**WHAT IS BEING ASKED:**
Repeat word for word everything in the news report about the Ritalin mix-up from "When teachers at" down to "dental health program.".

**TEXT BLOCK:**
=== Begin Enclosure ===
When teachers at DeRuyter Elementary told Amata Rounsaville that her kindergarten daughter was one of 15 pupils accidentally given Ritalin instead of a routine fluoride tablet Thursday morning, she hurried to the school to find out how such a mix-up could occur.
Both pills are small, but the fluoride was dark purple, smelled like grape candy and had a chunkier appearance than the gray, thin Ritalin pill.
“I’m definitely upset,” said the mother of four, who has two children enrolled in the district. “I’m not really sure how this happened.” According to elementary school principal Janice Ahlsen, the mix-up occurred after the DeRuyter school nurse confused two containers, giving kindergarten teacher Marcia Ludwig a bottle of the Ritalin pills prescribed for one student instead of fluoride tablets the district offers through a state dental health program.
The children, who take chewable fluoride supplements each day, complained of a bitter taste and were told by a substitute teaching assistant with a nursing background to spit the Ritalin out immediately, Ahlsen said.
=== End Enclosure ===
**Saved entries:**
=== Begin Enclosure ===
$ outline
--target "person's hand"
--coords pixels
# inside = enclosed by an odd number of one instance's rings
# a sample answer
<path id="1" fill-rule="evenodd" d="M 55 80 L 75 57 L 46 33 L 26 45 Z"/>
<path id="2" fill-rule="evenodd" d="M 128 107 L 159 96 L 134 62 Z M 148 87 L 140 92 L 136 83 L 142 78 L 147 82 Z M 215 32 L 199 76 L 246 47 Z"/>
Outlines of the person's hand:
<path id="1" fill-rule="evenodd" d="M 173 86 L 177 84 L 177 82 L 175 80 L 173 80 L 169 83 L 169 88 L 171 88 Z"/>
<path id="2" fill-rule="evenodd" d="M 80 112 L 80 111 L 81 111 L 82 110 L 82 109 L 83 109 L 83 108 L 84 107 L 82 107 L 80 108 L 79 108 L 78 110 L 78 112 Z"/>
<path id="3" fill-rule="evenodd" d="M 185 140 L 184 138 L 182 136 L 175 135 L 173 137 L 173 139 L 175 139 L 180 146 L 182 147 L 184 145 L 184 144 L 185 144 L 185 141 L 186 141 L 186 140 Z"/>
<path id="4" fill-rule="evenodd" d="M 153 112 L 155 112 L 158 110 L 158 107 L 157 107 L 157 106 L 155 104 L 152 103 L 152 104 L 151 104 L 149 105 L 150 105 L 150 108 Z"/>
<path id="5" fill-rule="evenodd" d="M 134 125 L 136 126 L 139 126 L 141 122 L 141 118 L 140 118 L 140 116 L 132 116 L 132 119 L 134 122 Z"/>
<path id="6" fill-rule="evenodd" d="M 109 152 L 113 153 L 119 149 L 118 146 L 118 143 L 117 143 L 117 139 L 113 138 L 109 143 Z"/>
=== End Enclosure ===
=== Begin Enclosure ===
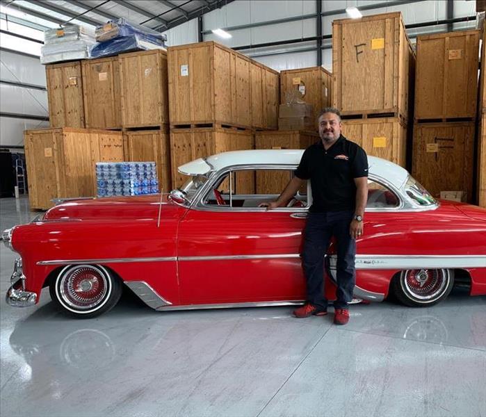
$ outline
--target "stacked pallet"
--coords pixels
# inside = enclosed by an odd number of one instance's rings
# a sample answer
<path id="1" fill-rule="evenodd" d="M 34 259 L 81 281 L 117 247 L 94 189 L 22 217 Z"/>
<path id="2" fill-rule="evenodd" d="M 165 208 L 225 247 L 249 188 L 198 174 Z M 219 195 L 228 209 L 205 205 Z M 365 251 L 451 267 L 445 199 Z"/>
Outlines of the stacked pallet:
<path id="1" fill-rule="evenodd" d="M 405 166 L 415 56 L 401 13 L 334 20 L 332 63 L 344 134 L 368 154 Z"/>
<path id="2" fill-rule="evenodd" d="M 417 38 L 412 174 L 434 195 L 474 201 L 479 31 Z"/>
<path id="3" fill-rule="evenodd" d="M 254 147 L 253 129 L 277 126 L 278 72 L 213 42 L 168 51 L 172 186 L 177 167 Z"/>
=== End Enclosure ===
**TASK OUTPUT:**
When teachers at DeRuyter Elementary told Amata Rounsaville that her kindergarten daughter was one of 15 pupils accidentally given Ritalin instead of a routine fluoride tablet Thursday morning, she hurried to the school to find out how such a mix-up could occur.
Both pills are small, but the fluoride was dark purple, smelled like grape candy and had a chunkier appearance than the gray, thin Ritalin pill.
“I’m definitely upset,” said the mother of four, who has two children enrolled in the district. “I’m not really sure how this happened.” According to elementary school principal Janice Ahlsen, the mix-up occurred after the DeRuyter school nurse confused two containers, giving kindergarten teacher Marcia Ludwig a bottle of the Ritalin pills prescribed for one student instead of fluoride tablets the district offers through a state dental health program.